PROBLEM STATEMENT: Pull out every line of the records below that contains the word "white", and copy each one unchanged.

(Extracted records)
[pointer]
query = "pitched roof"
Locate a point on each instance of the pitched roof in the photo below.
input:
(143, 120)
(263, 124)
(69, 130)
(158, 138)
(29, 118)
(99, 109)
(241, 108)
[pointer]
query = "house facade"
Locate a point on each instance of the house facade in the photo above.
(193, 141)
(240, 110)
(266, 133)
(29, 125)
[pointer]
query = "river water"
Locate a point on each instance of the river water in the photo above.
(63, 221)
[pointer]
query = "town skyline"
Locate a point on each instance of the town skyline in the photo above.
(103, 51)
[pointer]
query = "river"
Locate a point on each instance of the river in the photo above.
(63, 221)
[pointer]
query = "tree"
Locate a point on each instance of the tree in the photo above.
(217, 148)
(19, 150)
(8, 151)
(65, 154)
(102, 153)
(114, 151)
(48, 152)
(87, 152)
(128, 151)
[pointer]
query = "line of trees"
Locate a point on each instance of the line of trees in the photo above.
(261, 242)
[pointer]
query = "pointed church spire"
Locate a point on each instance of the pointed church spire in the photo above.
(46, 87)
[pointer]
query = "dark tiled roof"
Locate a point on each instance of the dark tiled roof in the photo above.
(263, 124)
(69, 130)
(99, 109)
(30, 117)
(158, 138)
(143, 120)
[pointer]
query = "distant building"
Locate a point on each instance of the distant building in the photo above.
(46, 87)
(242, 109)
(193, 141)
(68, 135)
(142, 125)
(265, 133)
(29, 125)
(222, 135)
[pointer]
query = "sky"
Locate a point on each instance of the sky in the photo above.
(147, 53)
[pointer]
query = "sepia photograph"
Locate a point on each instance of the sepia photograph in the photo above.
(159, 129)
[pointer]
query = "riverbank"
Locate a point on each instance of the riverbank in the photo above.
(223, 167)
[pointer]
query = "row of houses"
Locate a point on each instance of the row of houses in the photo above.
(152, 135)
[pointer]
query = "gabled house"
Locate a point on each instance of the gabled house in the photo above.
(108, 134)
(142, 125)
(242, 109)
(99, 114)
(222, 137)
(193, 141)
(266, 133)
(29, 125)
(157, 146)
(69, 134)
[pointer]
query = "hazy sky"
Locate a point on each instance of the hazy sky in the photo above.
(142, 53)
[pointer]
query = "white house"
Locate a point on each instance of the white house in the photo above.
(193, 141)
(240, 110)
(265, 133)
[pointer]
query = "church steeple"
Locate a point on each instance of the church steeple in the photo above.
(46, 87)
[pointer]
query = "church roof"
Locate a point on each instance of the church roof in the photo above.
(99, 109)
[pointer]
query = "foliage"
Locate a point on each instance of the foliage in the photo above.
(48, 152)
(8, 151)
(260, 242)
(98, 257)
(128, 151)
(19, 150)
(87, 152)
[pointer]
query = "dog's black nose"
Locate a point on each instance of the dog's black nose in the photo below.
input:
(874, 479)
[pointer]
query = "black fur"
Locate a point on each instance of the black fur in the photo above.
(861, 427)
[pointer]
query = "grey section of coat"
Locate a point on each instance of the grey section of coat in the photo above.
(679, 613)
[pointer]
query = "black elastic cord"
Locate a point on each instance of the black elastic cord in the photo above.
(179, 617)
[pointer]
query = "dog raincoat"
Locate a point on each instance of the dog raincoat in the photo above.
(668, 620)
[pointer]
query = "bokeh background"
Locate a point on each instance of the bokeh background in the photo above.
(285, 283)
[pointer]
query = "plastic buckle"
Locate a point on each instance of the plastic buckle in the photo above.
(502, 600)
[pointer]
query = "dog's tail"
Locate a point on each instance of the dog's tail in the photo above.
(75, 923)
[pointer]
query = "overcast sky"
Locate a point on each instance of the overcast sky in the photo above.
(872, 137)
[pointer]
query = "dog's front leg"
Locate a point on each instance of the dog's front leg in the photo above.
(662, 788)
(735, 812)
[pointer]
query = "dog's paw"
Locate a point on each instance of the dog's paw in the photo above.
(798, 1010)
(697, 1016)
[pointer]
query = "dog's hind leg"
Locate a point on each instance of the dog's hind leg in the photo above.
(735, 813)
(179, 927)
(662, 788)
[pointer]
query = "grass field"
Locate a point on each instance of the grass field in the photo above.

WRITTEN REPLY:
query = "white house"
Locate a point on each instance of the white house in the photo above.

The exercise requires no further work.